| Given request |
Reproduce the entries below word for word, leaving out the pictures.

| Exercise material |
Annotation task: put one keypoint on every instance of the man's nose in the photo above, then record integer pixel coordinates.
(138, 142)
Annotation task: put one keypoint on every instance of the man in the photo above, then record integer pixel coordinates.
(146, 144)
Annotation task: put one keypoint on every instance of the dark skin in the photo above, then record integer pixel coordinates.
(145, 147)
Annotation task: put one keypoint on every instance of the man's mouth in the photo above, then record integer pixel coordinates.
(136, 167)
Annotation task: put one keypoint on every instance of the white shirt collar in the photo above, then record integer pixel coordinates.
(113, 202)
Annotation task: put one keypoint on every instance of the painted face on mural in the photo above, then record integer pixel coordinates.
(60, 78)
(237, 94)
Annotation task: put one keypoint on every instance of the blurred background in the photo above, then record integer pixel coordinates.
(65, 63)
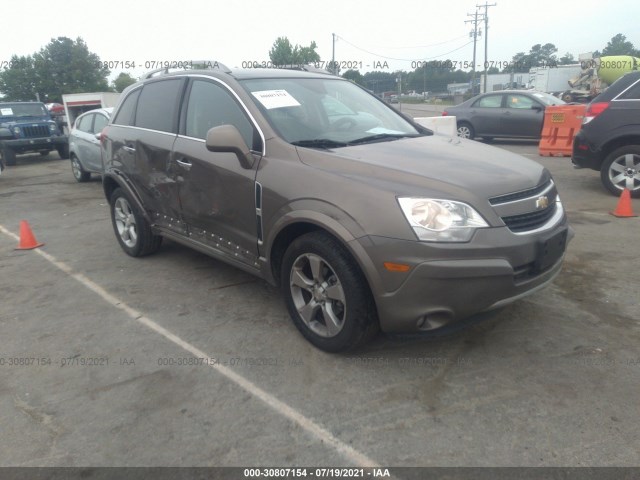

| Result |
Annotation task: put one keypoint on every instance of the man's nose in the photo above, then record integer pixel coordinates.
(138, 142)
Annotation task: put one keypoint on every instance of the man in the photo above, then record integer pixel coordinates.
(146, 144)
Annotation task: put one keypoint on every instance of the dark skin in the photo above, then record integer pixel coordinates.
(145, 147)
Annotation task: put one keypoint on every instance of the man's mouth in the photo above, then record integer pixel coordinates.
(136, 167)
Annotation task: put one keypoint on every instance of the white shirt collar in the photo above, then record integer pixel coordinates.
(113, 202)
Annotation task: put one keypoint on every instance of the painted face on mural in the photo above, then record integer pixel coordinates.
(60, 78)
(237, 94)
Annotation task: put one keypoint on every instance of the blurred background in the photo above, then record integer pixel coordinates.
(65, 63)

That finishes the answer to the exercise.